## Exercise prompt
How many lines of the listing below contain the word "carved"? Give only the number.

## Information supplied
⟨
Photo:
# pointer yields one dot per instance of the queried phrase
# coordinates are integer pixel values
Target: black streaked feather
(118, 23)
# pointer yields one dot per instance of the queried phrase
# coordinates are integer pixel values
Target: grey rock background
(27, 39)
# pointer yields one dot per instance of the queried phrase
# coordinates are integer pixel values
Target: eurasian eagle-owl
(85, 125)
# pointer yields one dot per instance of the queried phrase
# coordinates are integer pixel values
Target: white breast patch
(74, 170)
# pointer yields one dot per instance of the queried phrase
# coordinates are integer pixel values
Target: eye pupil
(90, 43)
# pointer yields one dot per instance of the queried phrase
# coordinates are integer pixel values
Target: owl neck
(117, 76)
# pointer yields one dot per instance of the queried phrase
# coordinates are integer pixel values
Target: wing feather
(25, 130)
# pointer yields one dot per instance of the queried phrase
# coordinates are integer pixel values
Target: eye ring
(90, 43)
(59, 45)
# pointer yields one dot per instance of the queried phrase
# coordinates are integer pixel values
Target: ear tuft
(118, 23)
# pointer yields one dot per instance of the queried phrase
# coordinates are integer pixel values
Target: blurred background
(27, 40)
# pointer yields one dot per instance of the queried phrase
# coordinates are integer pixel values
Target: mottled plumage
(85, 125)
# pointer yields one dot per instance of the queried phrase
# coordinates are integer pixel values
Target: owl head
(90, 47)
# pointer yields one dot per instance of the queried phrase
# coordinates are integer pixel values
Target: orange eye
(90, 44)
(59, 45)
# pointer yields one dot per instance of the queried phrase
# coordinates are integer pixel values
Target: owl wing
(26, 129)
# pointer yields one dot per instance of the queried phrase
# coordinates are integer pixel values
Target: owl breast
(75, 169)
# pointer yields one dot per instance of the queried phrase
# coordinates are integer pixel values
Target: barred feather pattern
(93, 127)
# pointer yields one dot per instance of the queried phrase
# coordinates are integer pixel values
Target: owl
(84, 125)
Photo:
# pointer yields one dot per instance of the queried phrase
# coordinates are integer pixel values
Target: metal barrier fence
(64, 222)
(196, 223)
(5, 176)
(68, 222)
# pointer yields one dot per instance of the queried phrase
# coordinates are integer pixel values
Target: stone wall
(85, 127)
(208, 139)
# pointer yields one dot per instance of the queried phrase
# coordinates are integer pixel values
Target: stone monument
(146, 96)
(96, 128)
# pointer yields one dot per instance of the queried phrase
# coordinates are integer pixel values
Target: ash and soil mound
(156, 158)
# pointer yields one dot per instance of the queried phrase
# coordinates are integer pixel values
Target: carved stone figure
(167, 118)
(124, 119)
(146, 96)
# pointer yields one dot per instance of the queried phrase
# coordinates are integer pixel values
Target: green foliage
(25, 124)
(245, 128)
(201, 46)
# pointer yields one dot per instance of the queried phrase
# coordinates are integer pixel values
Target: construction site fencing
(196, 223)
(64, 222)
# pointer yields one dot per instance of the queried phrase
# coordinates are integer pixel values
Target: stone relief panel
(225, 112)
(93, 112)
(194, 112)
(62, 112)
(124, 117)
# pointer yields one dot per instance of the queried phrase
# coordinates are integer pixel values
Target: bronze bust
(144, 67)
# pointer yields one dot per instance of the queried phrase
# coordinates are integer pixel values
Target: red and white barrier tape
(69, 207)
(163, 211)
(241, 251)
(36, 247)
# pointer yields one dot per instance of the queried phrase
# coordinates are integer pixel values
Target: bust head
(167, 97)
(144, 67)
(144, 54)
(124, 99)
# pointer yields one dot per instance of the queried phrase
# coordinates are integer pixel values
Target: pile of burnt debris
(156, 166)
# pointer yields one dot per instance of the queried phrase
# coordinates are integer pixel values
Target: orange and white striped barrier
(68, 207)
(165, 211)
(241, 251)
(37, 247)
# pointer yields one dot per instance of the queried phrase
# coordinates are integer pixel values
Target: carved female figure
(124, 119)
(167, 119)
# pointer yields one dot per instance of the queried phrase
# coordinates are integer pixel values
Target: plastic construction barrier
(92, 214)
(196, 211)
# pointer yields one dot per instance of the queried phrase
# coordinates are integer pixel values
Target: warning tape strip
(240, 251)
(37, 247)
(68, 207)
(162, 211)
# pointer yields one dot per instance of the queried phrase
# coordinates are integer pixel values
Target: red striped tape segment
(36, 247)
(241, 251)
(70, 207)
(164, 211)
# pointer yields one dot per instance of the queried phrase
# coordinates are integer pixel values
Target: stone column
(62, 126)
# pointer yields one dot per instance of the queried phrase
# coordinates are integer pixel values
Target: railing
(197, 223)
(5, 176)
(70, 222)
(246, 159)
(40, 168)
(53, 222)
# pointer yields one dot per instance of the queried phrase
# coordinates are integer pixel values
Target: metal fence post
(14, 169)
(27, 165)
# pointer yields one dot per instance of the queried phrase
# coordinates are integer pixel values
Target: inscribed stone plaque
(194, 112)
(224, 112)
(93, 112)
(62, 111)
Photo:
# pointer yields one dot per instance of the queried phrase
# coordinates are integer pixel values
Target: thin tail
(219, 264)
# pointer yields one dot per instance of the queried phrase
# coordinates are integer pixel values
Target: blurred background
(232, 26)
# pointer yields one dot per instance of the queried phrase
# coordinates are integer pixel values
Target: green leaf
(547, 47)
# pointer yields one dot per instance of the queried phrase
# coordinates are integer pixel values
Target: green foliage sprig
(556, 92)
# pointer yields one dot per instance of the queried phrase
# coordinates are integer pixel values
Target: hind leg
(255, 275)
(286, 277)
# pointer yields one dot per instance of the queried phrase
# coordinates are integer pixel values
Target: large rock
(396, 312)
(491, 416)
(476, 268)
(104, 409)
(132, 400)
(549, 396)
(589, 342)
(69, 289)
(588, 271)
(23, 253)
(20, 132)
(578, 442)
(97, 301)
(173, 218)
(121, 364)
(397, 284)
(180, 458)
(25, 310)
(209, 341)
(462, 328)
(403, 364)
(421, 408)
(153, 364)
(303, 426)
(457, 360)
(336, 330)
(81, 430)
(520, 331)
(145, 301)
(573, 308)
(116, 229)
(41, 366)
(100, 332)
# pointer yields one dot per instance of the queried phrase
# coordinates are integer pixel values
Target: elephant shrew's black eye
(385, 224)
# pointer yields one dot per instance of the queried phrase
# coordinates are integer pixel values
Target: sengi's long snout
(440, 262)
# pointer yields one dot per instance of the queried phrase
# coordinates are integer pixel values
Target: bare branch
⟩
## Task response
2